» **Point localization data**
________

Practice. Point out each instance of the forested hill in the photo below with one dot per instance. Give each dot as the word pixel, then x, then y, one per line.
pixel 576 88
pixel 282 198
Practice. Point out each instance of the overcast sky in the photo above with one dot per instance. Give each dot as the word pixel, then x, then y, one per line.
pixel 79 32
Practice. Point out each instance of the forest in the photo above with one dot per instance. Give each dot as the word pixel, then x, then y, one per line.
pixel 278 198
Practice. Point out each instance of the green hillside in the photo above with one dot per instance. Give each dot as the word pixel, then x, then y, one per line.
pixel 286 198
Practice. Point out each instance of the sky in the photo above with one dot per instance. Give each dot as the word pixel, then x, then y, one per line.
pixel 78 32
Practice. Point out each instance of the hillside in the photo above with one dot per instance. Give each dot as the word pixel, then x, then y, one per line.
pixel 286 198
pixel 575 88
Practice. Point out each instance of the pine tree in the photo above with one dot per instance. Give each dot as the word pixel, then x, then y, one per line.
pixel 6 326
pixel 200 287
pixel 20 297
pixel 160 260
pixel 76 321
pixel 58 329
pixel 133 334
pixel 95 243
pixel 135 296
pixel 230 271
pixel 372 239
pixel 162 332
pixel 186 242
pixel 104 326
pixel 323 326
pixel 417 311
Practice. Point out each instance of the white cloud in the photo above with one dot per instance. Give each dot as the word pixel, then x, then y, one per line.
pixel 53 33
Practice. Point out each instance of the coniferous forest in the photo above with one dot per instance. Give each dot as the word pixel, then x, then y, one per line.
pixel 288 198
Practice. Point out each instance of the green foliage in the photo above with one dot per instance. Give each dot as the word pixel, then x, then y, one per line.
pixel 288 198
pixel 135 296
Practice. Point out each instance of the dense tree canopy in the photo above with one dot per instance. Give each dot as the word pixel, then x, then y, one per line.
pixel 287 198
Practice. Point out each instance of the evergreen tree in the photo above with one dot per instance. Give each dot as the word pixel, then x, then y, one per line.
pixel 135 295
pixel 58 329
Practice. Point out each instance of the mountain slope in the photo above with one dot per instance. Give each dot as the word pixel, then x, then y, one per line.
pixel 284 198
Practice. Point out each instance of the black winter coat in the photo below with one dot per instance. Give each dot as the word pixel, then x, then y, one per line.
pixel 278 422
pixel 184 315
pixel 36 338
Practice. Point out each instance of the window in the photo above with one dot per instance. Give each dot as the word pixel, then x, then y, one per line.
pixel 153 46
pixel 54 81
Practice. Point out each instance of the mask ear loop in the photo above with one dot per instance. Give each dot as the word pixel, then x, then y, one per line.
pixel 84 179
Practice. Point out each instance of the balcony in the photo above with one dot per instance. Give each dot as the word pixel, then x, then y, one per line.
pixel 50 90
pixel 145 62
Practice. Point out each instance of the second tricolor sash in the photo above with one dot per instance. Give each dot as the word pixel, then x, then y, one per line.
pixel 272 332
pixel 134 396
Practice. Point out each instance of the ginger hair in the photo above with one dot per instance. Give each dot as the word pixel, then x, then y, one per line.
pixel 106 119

________

» **TO DO**
Each entry, exactly as written, should be set down once more.

» **SOLUTION**
Practice. Point out each instance of the forested hill in the photo below with one dot per instance. Give each dot as the word pixel, then x, then y, one per line.
pixel 576 88
pixel 282 198
Practice. Point out each instance of the overcast sky in the photo above with one dot per instance. Give each dot as the word pixel, then x, then y, one per line.
pixel 79 32
Practice. Point out each instance of the forest in the photo above with one dot per instance. Give each dot as the word pixel, then x, then y, one per line.
pixel 278 198
Practice. Point out each instance of the green hillside in the photo above with one dot per instance. Give each dot as the word pixel, then x, then y, one per line.
pixel 286 198
Practice. Point out each instance of the sky in the photo above with one dot per instance. Give each dot as the word pixel, then x, then y, one per line.
pixel 78 32
Practice. Point out each instance of the hillside in the photo above with one dot per instance. Give each dot as the word pixel, then x, then y, one per line.
pixel 286 198
pixel 575 88
Practice. Point out each instance of the pine tree in the photo above with one dot per instance. Give each dot as the word pixel, then x, then y, one per line.
pixel 6 326
pixel 200 287
pixel 20 297
pixel 160 260
pixel 76 321
pixel 58 329
pixel 133 334
pixel 95 243
pixel 135 296
pixel 230 271
pixel 372 239
pixel 162 332
pixel 186 242
pixel 104 326
pixel 323 326
pixel 417 311
Practice. Point out each instance of the white cloud in the photo above with one dot per instance. Give each dot as the word pixel, then x, then y, one per line.
pixel 53 33
Practice. Point out each instance of the coniferous forest in the photo above with one dot per instance. Give each dot as the word pixel, then x, then y, one per line.
pixel 288 198
Practice. Point out each instance of the green foliage in the photo above with one dot per instance. Give each dot as the word pixel, then x, then y, one per line.
pixel 288 198
pixel 135 296
Practice. Point out each instance of the dense tree canopy in the photo above with one dot per instance. Give each dot as the word pixel, then x, then y, one per line.
pixel 287 198
Practice. Point out each instance of the evergreen tree in the photo above with one dot per instance. Give each dot as the word pixel, then x, then y, one per line.
pixel 135 295
pixel 58 329
Practice. Point out each instance of the mountain slope in the photo above with one dot per instance. Give each dot as the word pixel, then x, then y, one per line.
pixel 284 198
Practice. Point out each instance of the black winter coat in the photo below with one dot per instance. Give each dot as the word pixel, then x, then y, one per line.
pixel 278 422
pixel 184 315
pixel 36 338
Practice. Point out each instance of the window in the photo above with one dot per instance. Give each dot as the word pixel, then x, then y, one per line.
pixel 153 46
pixel 54 81
Practice. Point out each instance of the mask ear loop in the photo above with one dot per instance. Give each dot as the word pixel, then x, then y, one per line.
pixel 84 179
Practice. Point out each instance of the balcony in the photo above with one dot per instance. Give each dot as the word pixel, then x, then y, one per line.
pixel 50 90
pixel 145 62
Practice. Point out each instance of the second tricolor sash in the photo above with one dot per instance. Give each dot as the word pixel, then x, then y, one per line.
pixel 272 332
pixel 134 396
Practice. Point out each instance of the ginger hair in the photo above with one dot per instance. Give each dot as the word pixel, then x, then y, one per line.
pixel 106 119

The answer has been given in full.